-- Begin Dataset rows --
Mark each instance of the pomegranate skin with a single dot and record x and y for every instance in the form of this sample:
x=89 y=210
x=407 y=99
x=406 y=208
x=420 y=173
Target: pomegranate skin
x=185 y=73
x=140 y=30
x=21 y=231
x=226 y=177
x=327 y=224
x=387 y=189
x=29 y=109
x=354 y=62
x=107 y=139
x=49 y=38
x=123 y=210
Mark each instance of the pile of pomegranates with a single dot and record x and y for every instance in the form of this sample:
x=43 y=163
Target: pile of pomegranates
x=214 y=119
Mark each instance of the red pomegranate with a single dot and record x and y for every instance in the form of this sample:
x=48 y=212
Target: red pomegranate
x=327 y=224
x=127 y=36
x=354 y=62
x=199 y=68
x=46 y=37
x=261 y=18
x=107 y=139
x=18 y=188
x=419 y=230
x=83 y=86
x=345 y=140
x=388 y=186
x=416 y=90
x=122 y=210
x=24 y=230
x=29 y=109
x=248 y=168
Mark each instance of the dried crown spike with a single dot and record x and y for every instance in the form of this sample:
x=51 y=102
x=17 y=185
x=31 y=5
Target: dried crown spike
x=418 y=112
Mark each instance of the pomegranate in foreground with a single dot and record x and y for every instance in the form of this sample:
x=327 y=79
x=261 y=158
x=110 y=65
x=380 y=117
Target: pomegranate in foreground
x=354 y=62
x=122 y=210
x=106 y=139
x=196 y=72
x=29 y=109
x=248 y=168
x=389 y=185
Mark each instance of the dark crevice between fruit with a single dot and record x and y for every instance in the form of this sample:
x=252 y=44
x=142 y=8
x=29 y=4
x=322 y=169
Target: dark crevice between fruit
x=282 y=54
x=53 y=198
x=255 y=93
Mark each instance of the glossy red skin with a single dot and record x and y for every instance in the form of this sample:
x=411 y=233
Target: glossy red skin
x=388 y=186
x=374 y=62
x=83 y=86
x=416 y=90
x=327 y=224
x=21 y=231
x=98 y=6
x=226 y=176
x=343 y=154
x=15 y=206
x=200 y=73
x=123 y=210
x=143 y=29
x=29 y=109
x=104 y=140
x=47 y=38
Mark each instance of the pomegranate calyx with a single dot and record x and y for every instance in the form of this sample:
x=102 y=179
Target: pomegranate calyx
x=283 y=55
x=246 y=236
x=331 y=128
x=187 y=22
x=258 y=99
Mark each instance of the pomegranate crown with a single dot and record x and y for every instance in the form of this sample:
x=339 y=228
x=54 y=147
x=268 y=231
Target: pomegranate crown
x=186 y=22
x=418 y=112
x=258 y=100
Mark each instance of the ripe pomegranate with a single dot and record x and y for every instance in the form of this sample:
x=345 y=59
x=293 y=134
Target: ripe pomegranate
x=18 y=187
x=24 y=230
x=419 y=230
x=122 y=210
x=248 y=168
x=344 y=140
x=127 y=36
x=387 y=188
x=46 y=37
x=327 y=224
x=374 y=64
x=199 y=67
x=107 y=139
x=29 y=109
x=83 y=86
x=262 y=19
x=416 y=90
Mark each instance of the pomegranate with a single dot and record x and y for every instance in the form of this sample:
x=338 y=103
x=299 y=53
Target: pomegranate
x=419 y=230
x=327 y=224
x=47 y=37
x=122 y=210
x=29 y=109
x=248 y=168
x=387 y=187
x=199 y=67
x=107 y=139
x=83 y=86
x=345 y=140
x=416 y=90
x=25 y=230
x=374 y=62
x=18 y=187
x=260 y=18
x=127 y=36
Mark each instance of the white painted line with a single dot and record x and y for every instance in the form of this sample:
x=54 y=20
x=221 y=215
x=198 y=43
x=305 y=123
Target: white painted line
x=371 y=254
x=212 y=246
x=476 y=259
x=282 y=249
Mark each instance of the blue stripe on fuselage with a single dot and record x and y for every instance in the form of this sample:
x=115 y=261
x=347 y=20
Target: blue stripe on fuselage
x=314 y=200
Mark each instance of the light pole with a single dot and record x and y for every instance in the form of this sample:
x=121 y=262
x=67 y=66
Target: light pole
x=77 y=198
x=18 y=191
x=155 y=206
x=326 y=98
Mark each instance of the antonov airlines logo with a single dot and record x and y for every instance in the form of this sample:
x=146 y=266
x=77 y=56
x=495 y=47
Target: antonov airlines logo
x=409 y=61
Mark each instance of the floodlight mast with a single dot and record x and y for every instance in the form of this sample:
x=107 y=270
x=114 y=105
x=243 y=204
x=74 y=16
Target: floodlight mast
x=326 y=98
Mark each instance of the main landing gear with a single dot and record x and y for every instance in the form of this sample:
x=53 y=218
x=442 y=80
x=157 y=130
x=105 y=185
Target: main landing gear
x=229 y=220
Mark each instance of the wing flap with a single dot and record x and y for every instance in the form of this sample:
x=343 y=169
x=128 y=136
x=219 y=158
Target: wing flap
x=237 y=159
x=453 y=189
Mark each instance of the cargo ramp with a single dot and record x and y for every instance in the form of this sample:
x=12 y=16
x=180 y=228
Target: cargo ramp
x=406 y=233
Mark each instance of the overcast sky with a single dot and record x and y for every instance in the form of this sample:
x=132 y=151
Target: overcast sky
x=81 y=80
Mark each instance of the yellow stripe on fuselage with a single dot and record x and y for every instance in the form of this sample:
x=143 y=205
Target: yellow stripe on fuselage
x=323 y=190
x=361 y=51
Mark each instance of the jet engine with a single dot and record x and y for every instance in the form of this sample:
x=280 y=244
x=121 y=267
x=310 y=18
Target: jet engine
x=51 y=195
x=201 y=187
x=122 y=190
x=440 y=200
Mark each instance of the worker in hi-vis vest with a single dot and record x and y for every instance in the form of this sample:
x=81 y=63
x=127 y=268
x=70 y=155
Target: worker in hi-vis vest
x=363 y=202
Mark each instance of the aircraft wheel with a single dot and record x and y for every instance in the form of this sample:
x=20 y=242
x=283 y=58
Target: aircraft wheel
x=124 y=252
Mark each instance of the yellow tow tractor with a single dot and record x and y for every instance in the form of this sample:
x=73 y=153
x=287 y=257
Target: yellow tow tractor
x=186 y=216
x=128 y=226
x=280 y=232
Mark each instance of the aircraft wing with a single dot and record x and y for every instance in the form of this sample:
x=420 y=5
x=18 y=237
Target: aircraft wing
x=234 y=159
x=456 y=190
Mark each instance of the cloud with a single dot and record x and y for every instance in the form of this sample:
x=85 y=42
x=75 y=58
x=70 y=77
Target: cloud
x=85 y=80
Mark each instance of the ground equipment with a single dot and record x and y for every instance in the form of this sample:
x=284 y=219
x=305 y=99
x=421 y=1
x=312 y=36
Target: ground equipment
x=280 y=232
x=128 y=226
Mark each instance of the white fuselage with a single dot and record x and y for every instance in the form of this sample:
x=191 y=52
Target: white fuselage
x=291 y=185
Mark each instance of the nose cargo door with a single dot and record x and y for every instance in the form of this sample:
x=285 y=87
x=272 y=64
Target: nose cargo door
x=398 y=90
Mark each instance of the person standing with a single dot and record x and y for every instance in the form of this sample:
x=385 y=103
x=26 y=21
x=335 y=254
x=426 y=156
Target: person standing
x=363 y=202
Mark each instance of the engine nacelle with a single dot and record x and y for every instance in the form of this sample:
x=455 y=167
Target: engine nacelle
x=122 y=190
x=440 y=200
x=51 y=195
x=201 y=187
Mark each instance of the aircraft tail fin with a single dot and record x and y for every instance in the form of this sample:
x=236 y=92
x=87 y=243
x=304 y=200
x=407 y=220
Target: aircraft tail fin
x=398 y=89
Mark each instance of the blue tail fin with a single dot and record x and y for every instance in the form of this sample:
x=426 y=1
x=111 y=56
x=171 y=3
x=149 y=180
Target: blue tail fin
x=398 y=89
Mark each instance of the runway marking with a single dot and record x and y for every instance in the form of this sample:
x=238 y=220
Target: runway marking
-- End Dataset rows --
- [What to work on] Reproduce verbatim the lines of the items above, starting at the line containing "Mark each instance of the jet" and ending at the line containing "x=291 y=185", including both of those lines.

- [Solution to the problem]
Mark each instance of the jet engine with a single dot and record x and y for every instance in the form of this sample:
x=280 y=244
x=121 y=267
x=310 y=18
Target: jet engine
x=51 y=195
x=201 y=187
x=122 y=190
x=440 y=200
Mark each instance of the worker in hi-vis vest with a single dot and record x and y for every instance in the form of this sample:
x=81 y=63
x=127 y=268
x=70 y=155
Target: worker in hi-vis vest
x=363 y=202
Mark each instance of the aircraft wheel with a single dot and record x and y for every instance in the form of this sample:
x=20 y=242
x=283 y=58
Target: aircraft wheel
x=124 y=252
Mark each instance of the yellow tow tractor with a single dot and record x and y for every instance in the form of this sample:
x=73 y=153
x=287 y=257
Target: yellow tow tractor
x=186 y=216
x=128 y=226
x=280 y=232
Mark each instance of the aircraft wing with a single dot and record x and y for every instance in the form of this sample:
x=420 y=5
x=18 y=237
Target: aircraft wing
x=234 y=159
x=456 y=190
Mark each instance of the cloud with a single dot and record x and y for every instance in the form of this sample:
x=85 y=42
x=75 y=58
x=70 y=77
Target: cloud
x=85 y=80
Mark each instance of the ground equipment with a single dot and record x and y for every instance in the form of this sample:
x=284 y=219
x=305 y=99
x=421 y=1
x=312 y=36
Target: ground equipment
x=280 y=232
x=128 y=226
Mark each instance of the white fuselage with a single dot and record x and y for every instance in the form of this sample:
x=191 y=52
Target: white fuselage
x=291 y=185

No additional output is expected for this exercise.